* [Extracted material]
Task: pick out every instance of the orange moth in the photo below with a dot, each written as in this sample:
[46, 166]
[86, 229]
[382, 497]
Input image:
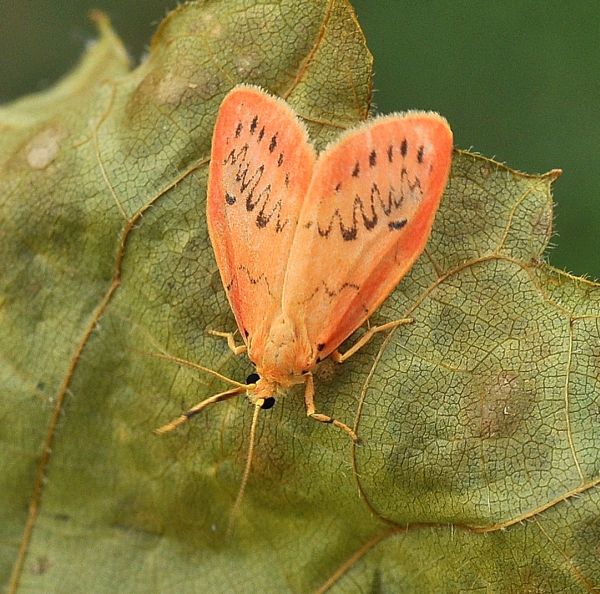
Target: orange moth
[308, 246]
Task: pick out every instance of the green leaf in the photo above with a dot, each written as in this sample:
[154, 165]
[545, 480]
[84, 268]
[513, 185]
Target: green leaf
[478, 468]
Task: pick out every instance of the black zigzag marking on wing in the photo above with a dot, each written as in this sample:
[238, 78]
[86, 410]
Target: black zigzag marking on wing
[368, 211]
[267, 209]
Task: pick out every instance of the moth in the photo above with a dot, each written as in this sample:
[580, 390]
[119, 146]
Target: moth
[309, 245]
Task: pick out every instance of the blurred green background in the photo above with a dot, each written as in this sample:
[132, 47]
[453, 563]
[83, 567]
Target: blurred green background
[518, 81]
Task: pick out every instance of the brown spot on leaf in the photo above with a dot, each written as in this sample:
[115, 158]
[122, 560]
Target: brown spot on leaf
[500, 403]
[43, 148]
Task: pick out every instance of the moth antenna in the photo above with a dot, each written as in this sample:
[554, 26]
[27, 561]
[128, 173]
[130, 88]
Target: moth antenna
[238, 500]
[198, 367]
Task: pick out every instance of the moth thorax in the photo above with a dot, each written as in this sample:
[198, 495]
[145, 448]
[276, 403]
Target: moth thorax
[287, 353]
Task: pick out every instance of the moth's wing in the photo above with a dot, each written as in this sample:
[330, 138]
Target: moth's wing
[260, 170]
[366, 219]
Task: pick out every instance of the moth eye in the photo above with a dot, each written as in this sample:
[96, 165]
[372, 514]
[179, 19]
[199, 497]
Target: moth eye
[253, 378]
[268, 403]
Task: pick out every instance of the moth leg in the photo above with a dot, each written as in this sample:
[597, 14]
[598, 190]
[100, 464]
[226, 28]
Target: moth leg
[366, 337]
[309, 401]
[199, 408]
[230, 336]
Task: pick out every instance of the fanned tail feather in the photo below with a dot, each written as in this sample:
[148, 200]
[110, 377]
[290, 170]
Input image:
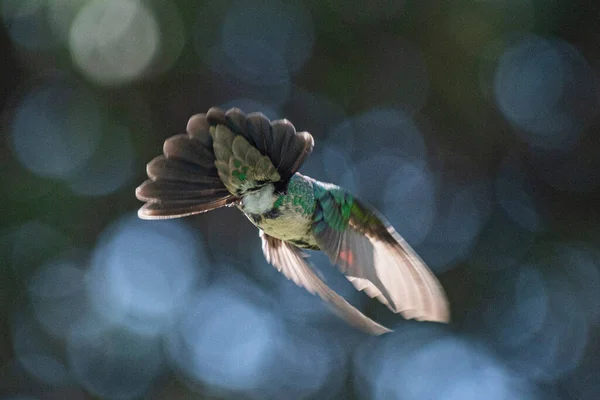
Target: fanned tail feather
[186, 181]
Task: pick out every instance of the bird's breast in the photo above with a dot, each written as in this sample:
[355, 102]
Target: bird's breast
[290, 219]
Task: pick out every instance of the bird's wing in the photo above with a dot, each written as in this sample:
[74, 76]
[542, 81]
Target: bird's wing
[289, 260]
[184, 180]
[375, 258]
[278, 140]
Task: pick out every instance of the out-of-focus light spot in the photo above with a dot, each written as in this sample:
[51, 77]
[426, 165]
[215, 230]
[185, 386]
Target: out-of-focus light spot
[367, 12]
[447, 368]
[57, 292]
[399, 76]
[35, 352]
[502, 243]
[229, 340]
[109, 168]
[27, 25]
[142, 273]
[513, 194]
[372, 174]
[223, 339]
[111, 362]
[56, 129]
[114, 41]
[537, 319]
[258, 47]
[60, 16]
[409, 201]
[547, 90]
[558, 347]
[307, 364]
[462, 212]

* [Exercise prompt] Working from the material above, transcribe it exactly while omitting pictures.

* [Finished answer]
Task: pick out every instance of the orange moth in the photo below with a dot, each written as in this sample:
[46, 166]
[86, 229]
[382, 497]
Input image:
Target: orange moth
[308, 246]
Task: pick out every instance of the green leaf in the photo above with a dot, each written as in this sample:
[154, 165]
[545, 480]
[84, 268]
[513, 185]
Target: green leaf
[478, 468]
Task: pick out every instance of the black zigzag marking on wing in the photo above with a dot, each written as in this sample:
[238, 78]
[86, 410]
Target: black zigzag marking on wing
[368, 211]
[267, 209]
Task: pick out every instance of the moth in the photo above with a dot, each written as in this sample:
[580, 390]
[119, 146]
Target: moth
[309, 245]
Task: pick out every instance of the blurred green background in the photo above with a dot, each written as in this sample:
[132, 47]
[453, 563]
[83, 567]
Target: blurred green background
[518, 81]
Task: pick out every instance of the brown spot on leaf in the photo above with a dot, each written as in this sample:
[115, 158]
[122, 560]
Target: brown spot on leaf
[500, 403]
[43, 148]
Task: pick out every instance of the moth antenna in the photo above with a dot, each written as in this sample:
[554, 26]
[27, 561]
[128, 173]
[130, 88]
Target: moth antenna
[238, 500]
[198, 367]
Task: pick out every instance of the moth thorax in the photo above with a dot, each written as in this sample:
[198, 495]
[145, 448]
[276, 403]
Target: moth thorax
[287, 353]
Task: pick out every instance of the moth's wing in the photo above with a dot, each written as in this sample:
[330, 138]
Target: moth's wing
[260, 170]
[366, 219]
Task: pick out every instance of the moth eye in the photo above with a dot, each written as in this sample:
[96, 165]
[372, 514]
[179, 19]
[199, 497]
Target: moth eye
[253, 378]
[268, 403]
Task: pick out every instance of the moth leg in the photo above with a dot, each written as in this sample:
[597, 14]
[598, 190]
[100, 464]
[226, 28]
Target: moth leg
[366, 337]
[309, 401]
[199, 408]
[230, 336]
Task: pick out every instance of the fanned tail feather in the photo below with a dot, each written as in this sample:
[148, 200]
[110, 377]
[290, 170]
Input image:
Target: fanned tail feather
[186, 181]
Task: pick out every instance of the bird's breast in the photo above with a dot, each written as in this sample:
[355, 102]
Target: bird's breast
[290, 219]
Task: pick out every instance of the bird's wing in the photo above with a dot, each written as in this sample:
[74, 76]
[542, 81]
Target: bird's wing
[289, 260]
[184, 180]
[375, 258]
[278, 140]
Task: pick out every instance of the out-of-focus light spot in the photo above with a dot, each written as in this sample:
[51, 77]
[426, 165]
[215, 230]
[185, 386]
Target: out-of-focus light spot
[367, 12]
[447, 368]
[57, 292]
[399, 76]
[35, 352]
[502, 243]
[229, 340]
[109, 168]
[27, 25]
[142, 273]
[513, 194]
[372, 174]
[223, 339]
[111, 362]
[56, 129]
[114, 41]
[537, 319]
[258, 47]
[60, 16]
[409, 201]
[547, 90]
[558, 347]
[307, 364]
[462, 212]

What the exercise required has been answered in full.